== STUDIENTEXT

Ohne Fehl und Kabel?

Inserat der Firma V. in den Westfälischen Nachrichten vom 20.8.2016 (Ausschnitt)
Inserat der Firma V. in den Westfälischen Nachrichten vom 20.8.2016 (Ausschnitt)

Einzelhandel, Anspruch und Wirklichkeit

Da geht dem geprellten Kunden denn doch der Draht aus der Mütze. “25 Jahre” tönt es aus der Zeitungsanzeige des Designladens an der Stubengasse, “Ohne Fehl und Kabel” wird “innovative Lichttechnologie” angepriesen. Sauer stößt dem Kunden die Erinnerung auf an seine Kabel-Erlebnisse mit eben diesem Geschäft. Das sei der münstersche Vertreter, hatte die Deutschlandvertretung des renommierten dänischen Design-Lampenherstellers erklärt, dort solle man das Ersatzteil für die alte Design-Leuchte bestellen. Es ging um ein Stück Schnur, drei Meter Anschlusskabel genau genommen. Der Elektriker-Fachbetrieb, bei dem die Leuchte zur Reparatur lag, hatte geraten das Original-Ersatzkabel zu beschaffen.

Kein Problem, hatte der Kunde gedacht, die Deutschlandvertretung hatte ja schon die Artikelnummer genannt und lediglich zur Abwicklung des Kaufs an den münsterschen Vertreter verwiesen. Aber falsch: der erste – zugegeben freundliche – telefonische Kontakt mit dem münsterschen Vertreter führte erst einmal zu: nichts. Null Reaktion. Kann passieren, dachte der Kunde, und gab die Bestellung persönlich im Laden auf. Nun, auch das dauerte so seine Zeit, aber dann konnte er das Kabel abholen. 131 Euro, das war der Preis für drei Meter dreiadriges textilummanteltes Kabel und einen Plastikbaldachin. 131 Euro. Gezögert hatte der Kunde, ob er diesen Wucherpreis akzeptieren sollte, aber immerhin ging es um eine Design-Ikone, sie sollte wieder in originalem Glanz erstrahlen.

====
== ERFASSTE DATEN

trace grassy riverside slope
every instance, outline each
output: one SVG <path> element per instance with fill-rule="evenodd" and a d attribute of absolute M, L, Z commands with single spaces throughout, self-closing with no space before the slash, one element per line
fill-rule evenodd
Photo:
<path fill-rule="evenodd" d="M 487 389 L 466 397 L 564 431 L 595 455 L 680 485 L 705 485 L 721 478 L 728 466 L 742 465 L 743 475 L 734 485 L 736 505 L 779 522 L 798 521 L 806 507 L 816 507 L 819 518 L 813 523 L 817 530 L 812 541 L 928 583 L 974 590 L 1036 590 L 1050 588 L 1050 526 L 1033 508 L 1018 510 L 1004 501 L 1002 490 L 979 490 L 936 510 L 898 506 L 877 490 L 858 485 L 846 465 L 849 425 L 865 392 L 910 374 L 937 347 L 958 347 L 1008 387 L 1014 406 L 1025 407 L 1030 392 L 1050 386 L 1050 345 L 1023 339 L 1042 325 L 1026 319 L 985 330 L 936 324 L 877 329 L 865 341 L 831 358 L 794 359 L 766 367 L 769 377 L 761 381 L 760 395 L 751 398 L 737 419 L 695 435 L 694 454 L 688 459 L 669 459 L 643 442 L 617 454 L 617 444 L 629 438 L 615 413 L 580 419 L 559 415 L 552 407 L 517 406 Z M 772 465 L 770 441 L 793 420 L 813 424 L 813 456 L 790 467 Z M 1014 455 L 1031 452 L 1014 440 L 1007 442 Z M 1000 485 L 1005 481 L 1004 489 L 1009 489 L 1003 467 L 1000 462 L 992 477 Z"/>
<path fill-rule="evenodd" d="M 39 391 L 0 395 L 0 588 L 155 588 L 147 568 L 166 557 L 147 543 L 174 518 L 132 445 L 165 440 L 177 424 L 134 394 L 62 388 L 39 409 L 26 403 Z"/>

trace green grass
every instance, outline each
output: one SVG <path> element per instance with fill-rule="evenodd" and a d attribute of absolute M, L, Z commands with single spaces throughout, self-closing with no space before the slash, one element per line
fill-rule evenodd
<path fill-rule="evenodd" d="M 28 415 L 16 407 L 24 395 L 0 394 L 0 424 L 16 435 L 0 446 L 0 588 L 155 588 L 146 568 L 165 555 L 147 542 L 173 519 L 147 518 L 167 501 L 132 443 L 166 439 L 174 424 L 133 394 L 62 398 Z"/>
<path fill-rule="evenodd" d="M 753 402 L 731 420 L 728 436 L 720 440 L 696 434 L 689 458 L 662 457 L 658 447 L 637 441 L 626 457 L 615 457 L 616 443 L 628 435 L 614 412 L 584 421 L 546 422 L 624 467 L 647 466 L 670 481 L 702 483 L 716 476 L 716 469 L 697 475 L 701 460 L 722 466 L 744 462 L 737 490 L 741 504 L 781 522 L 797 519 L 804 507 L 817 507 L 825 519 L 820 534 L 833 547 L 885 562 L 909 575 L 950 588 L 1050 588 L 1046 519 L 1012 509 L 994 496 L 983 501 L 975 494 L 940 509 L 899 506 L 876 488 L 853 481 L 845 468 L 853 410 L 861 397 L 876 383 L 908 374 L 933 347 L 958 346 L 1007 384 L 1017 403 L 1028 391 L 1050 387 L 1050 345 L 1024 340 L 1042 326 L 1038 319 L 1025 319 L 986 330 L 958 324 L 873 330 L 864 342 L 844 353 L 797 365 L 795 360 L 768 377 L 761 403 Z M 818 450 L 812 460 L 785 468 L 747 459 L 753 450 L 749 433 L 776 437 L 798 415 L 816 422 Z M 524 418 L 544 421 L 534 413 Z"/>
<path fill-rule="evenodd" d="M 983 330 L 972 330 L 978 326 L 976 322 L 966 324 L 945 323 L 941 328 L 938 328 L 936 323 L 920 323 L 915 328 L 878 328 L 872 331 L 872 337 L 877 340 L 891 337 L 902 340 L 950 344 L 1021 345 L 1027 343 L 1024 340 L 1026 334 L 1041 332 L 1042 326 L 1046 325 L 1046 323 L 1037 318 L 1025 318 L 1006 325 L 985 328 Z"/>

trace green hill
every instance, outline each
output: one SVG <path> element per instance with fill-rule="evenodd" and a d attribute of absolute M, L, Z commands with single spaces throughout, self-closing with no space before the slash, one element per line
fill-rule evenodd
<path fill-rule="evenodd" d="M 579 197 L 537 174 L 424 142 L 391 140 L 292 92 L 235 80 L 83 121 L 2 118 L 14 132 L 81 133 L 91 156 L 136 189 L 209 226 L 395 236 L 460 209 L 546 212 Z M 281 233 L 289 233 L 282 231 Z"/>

====

### ARBEITSANWEISUNGEN:
1/ Entscheiden Sie für jede der Aussagen (a) bis (c), ob sie dem Studientext entspricht, und belegen Sie jede Antwort (ja oder nein) mit dem maßgeblichen Wortlaut des Textes: (a) Das Ersatzkabel samt Baldachin kostete 131 Euro. (b) Der Kunde gab die Bestellung schließlich telefonisch auf. (c) Der Hersteller der Leuchte ist ein schwedisches Unternehmen.
2/ Drucken Sie aus dem Studientext den Abschnitt von „Einzelhandel, Anspruch und“ bis „Original-Ersatzkabel zu beschaffen.“ wortgetreu ab.
3/ Wo lag die Leuchte laut Studientext zur Reparatur?
Die Einträge haben mit dem Studientext nichts zu tun.

### LÖSUNGEN:
1/
(a) Ja: „131 Euro, das war der Preis für drei Meter dreiadriges textilummanteltes Kabel und einen Plastikbaldachin.“
(b) Nein: „gab die Bestellung persönlich im Laden auf“
(c) Nein: „des renommierten dänischen Design-Lampenherstellers“

2/
Einzelhandel, Anspruch und Wirklichkeit

Da geht dem geprellten Kunden denn doch der Draht aus der Mütze. “25 Jahre” tönt es aus der Zeitungsanzeige des Designladens an der Stubengasse, “Ohne Fehl und Kabel” wird “innovative Lichttechnologie” angepriesen. Sauer stößt dem Kunden die Erinnerung auf an seine Kabel-Erlebnisse mit eben diesem Geschäft. Das sei der münstersche Vertreter, hatte die Deutschlandvertretung des renommierten dänischen Design-Lampenherstellers erklärt, dort solle man das Ersatzteil für die alte Design-Leuchte bestellen. Es ging um ein Stück Schnur, drei Meter Anschlusskabel genau genommen. Der Elektriker-Fachbetrieb, bei dem die Leuchte zur Reparatur lag, hatte geraten das Original-Ersatzkabel zu beschaffen.

3/ Bei einem Elektriker-Fachbetrieb.